Text.
::::::::::
New research shows impact of online classroom on learning

Victoria University researchers are warning that Australian students will see a decline in learning as a result of moving to online schooling due to the COVID-19 pandemic, with disadvantaged students to have the greatest impact to their schooling.

In a paper commissioned by the Federal Government, the Centre for International Research on Education Systems (CIRES) and Mitchell Institute at Victoria University modelled the impact of online learning (Impact of learning from home for disadvantaged children), showing that:

Missing two terms of classroom teaching could lead to students falling six weeks behind on numeracy and four weeks behind on reading.

The paper focuses on the impact of online learning for students from disadvantaged backgrounds which included students from low socioeconomic communities, rural and remote communities, Indigenous communities and those with a disability.

Victorian schools will implement online learning for most students for the foreseeable future, while other states are transitioning back to classroom learning.

The research suggests that, generally, school students face up to a 25% annual decline in mathematics learning and a 10% decline in English learning when studying remotely, compared to learning in the classroom.

However, when adjusting for disadvantaged students, the modelling suggests a 23-33% decline in numeracy learning and a 15-22% decline in reading for year 5s and year 9s, compared to classroom-based learning.

Director of CIRES at Victoria University Professor Stephen Lamb said schools and governments faced a big challenge to ensure already disadvantaged students did not fall further behind as a result of COVID-19 measures in schools.

“Unequal internet access and access to a computer are just the tip of the iceberg of the challenges some students face in doing their schooling online,” Professor Lamb said.
::::::::::
Given data.
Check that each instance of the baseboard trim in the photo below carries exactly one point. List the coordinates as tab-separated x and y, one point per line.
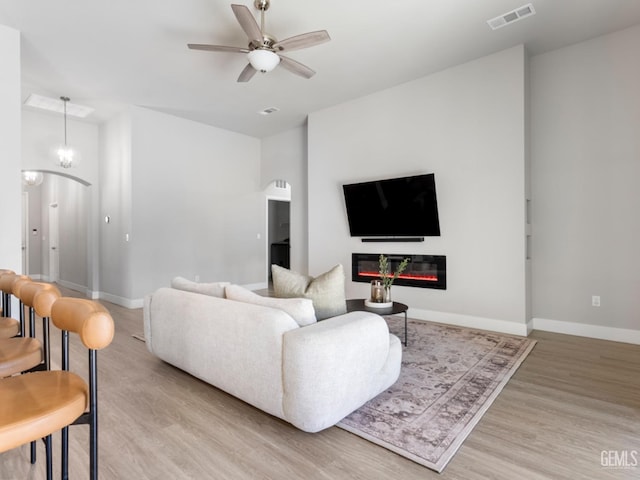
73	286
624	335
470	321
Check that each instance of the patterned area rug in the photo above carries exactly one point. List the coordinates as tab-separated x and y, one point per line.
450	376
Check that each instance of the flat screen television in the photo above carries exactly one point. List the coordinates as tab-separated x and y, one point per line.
::::::::::
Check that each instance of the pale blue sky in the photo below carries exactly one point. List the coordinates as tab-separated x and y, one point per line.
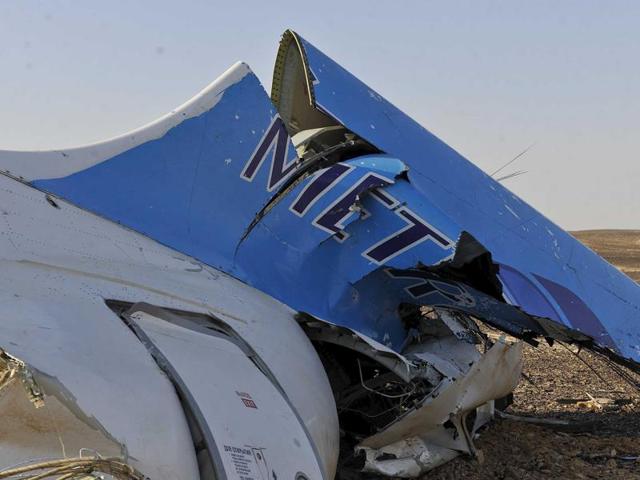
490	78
::::::::::
What you are asked to do. Write the next part of the report on online schooling and student learning, picking up after its final sentence. The listing is unrelated and may be disregarded.

Written response.
“Our modelling shows that the longer students of all levels are learning remotely, the more likely they will perform below what they would have in the classroom. For students from disadvantage backgrounds, that gap is much wider.”

The issues that schools and governments confront when it comes to home learning include:

  • the material divide – the gaps in basic resources of families needed to support home learning
  • the digital divide – the gaps in information and communications technology resources and knowhow
  • the skills and dispositions divide – some students are not equally equipped personally for home learning
  • the parental support divide – some parents are not well prepared and not able to manage or cope
  • the adjustments divide – learning adjustments schools use for some students are not suited to home learning arrangements.

In addition, researchers warn that many teachers are ill-equipped for a fast transition to online learning.

“There is a simple reality that classroom teachers have never had to teach in an online arrangement on the scale now required, particularly the online teaching of students with high and additional needs,” Professor Lamb said. “Research shows just under two in five teachers feel well prepared or very well prepared in how they use information technology for teaching.

“There is also an absence of research on how best to deliver classes online to maximise learning.”